WHAT TO WORK ON -
A. According to the article on Daniel Martin Varisco, at which college did he major in Biblical Archaeology?
B. Reproduce the portion of the article on Daniel Martin Varisco starting with "Daniel Martin Varisco (born" and going on through "the blog Tabsir.".

DOCUMENT EXTRACT -
--- START ---

Daniel Martin Varisco

Daniel Martin Varisco

Daniel Martin Varisco (born 1951 in Strongsville, Ohio), anthropologist and historian, is Professor of Anthropology at Hofstra University in Hempstead, New York. He has published on the history of Orientalism, the anthropology of Islam, the history of Islamic agronomy and astronomy, agriculture and water rights in Yemen, international development and the anthropology of cyberspace. Varisco has presented papers at the annual meetings of the American Anthropological Association, Middle East Studies Association and universities and international forums around the world in English and Arabic. He is the founding editor of CyberOrient, and webshaykh of the blog Tabsir.

Contents

Education and Academic History

Varisco attended Wheaton College (Illinois), where he majored in Biblical Archaeology under the advisement of Prof. Al Hoerth. At the University of Pennsylvania he obtained his Ph.D. (1982) "The Adaptive Dynamics of Water Allocation in al-Ahjur, Yemen Arab Republic," the result of ethnographic fieldwork during 1978-79 in a central highland valley of the Yemen Arab Republic on the ecology of irrigation and water resource use. He also received an M.A. (1975) in Anthropology on the topic of "Archaeology as Apologetic: Towards an Understanding of the Fundamentalist Paradigm." In 1990-91 he was Visiting Assistant Professor in Anthropology at SUNY Stony Brook. He began his career at Hofstra University in 1991, becoming Chair of Anthropology in 2003 and Professor of Anthropology in 2004. In 2003 he became director of Hofstra's Middle Eastern and Central Asian Program. He has served on the boards of the American Institute for Yemeni Studies and the American Academic Research Institute in Iraq, also serving as President of the Middle East Section of the American Anthropological Association (2002–2004). Varisco is the recipient of the NDFL for Arabic, as well as grants from the American Research Center in Egypt, NEH and Fulbright fellowships. He has been editor of Y emen Update (1991–2001), CyberOrient (2006–present) and co-editor of Contemporary Islam (2006–present).

--- END ---

Items from a data source
--- START ---

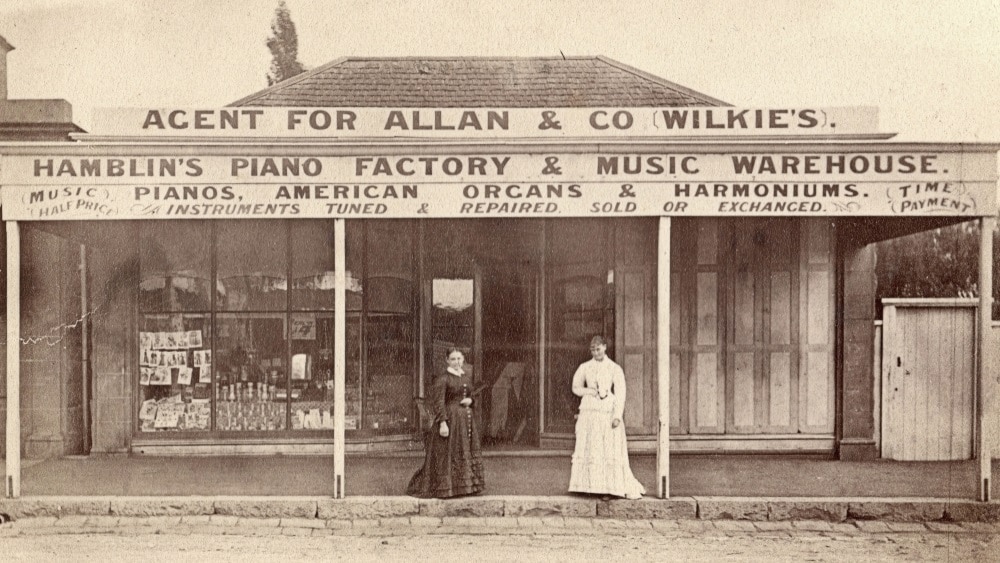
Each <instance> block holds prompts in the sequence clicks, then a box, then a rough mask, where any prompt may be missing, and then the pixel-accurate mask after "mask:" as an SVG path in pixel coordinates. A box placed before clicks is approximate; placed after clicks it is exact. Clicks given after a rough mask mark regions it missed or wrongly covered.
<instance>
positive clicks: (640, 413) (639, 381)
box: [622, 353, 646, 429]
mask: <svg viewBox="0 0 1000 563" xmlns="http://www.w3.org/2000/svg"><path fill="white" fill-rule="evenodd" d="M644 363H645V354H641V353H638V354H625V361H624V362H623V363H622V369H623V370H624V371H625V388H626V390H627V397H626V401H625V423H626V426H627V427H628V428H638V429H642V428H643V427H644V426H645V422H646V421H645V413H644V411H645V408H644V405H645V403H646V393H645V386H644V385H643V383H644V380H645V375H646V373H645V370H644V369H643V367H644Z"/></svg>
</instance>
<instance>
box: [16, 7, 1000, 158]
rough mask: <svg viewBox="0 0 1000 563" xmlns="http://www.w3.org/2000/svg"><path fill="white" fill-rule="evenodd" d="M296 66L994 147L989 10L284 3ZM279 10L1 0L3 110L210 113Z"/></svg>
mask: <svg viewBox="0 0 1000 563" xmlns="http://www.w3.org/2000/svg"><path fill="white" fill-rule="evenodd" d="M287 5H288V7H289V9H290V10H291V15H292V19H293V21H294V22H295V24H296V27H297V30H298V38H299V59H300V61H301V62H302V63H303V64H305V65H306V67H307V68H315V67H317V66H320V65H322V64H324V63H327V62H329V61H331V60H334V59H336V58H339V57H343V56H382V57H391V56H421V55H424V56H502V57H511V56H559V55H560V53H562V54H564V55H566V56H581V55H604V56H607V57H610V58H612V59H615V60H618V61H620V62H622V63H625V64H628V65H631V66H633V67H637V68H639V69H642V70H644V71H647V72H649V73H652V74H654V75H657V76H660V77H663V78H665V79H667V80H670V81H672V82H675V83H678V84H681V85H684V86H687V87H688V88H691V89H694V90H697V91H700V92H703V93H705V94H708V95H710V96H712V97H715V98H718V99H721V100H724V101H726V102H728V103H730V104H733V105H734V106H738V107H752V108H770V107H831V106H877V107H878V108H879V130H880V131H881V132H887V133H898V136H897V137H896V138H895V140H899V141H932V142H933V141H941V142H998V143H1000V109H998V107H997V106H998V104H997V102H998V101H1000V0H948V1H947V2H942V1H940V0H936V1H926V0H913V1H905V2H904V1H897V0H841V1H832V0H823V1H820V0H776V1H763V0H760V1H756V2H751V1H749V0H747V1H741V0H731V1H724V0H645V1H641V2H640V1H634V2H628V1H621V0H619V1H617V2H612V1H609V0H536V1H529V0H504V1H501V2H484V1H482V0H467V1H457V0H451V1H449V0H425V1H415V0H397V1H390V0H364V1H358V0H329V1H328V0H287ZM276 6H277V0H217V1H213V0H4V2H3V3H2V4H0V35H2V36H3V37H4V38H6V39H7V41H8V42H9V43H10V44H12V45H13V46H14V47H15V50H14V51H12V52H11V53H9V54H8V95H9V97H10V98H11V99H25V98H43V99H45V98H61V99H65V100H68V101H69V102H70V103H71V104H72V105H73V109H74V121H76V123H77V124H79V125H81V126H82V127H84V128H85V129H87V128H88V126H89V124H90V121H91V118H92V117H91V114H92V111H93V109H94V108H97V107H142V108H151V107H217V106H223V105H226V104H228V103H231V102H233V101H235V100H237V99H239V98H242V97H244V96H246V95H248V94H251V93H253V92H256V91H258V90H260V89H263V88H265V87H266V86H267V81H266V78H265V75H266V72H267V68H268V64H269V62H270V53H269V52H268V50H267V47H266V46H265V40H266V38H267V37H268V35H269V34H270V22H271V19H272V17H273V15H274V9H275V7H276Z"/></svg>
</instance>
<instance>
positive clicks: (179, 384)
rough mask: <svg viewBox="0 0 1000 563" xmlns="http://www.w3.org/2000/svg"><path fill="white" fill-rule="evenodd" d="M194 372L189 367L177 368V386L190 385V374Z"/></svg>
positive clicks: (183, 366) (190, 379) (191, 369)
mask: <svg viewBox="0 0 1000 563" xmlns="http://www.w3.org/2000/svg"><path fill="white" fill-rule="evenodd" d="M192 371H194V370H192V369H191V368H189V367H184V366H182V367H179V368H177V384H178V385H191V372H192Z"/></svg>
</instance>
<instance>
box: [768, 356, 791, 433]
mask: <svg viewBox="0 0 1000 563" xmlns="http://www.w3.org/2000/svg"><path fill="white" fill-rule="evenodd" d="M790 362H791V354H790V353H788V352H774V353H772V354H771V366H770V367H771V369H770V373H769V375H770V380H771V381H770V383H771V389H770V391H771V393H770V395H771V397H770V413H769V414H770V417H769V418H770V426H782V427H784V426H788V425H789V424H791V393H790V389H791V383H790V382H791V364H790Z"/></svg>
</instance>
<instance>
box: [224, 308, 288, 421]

--- END ---

PER-TASK OUTPUTS -
A. Wheaton College (Illinois)

B.
Daniel Martin Varisco (born 1951 in Strongsville, Ohio), anthropologist and historian, is Professor of Anthropology at Hofstra University in Hempstead, New York. He has published on the history of Orientalism, the anthropology of Islam, the history of Islamic agronomy and astronomy, agriculture and water rights in Yemen, international development and the anthropology of cyberspace. Varisco has presented papers at the annual meetings of the American Anthropological Association, Middle East Studies Association and universities and international forums around the world in English and Arabic. He is the founding editor of CyberOrient, and webshaykh of the blog Tabsir.